THE DATA below:

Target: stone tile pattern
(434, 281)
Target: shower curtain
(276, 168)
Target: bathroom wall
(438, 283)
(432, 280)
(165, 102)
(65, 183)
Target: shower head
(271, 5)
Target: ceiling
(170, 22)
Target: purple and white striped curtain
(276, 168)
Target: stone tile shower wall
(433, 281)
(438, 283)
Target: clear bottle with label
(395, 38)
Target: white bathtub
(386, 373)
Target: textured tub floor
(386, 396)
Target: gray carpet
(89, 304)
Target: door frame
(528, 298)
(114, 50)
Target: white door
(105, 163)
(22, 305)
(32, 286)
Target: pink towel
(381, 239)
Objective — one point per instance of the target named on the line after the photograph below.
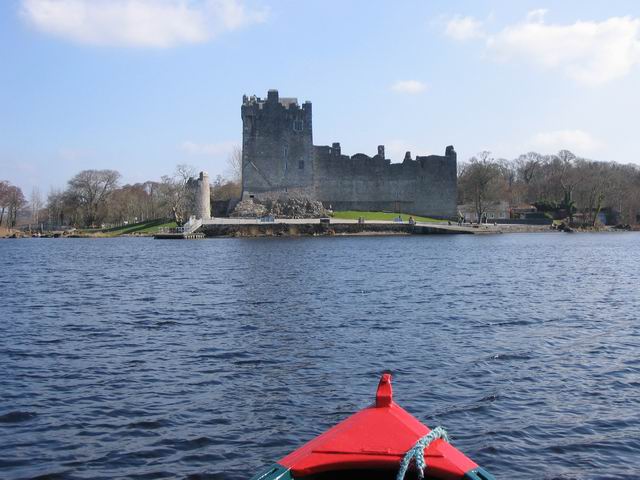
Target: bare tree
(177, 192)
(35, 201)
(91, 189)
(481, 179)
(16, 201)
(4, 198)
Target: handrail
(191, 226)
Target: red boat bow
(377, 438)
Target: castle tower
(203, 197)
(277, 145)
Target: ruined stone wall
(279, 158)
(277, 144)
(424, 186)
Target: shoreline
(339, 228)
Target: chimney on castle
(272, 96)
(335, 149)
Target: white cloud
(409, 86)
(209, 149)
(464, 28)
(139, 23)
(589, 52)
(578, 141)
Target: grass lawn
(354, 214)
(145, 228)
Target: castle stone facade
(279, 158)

End of THE DATA.

→ EXERCISE AIM: Each line from the one containing "Objective — one" through the last line of the entries above should be duplicated exactly, both included; leave out pictures and add nothing.

→ COMPLETED EXERCISE:
Objective — one point per instance of the target named on the line after the photograph below.
Target: bare tree
(177, 192)
(35, 201)
(91, 189)
(481, 179)
(16, 201)
(4, 198)
Target: handrail
(191, 226)
Target: red boat bow
(377, 438)
Target: castle tower
(203, 197)
(277, 145)
Target: ruined stone wall
(279, 158)
(277, 144)
(424, 186)
Target: shoreline
(339, 228)
Target: chimney on castle
(272, 96)
(335, 149)
Target: white cloud
(409, 86)
(209, 149)
(464, 28)
(139, 23)
(589, 52)
(578, 141)
Target: grass lawn
(354, 214)
(145, 228)
Target: castle stone facade
(279, 158)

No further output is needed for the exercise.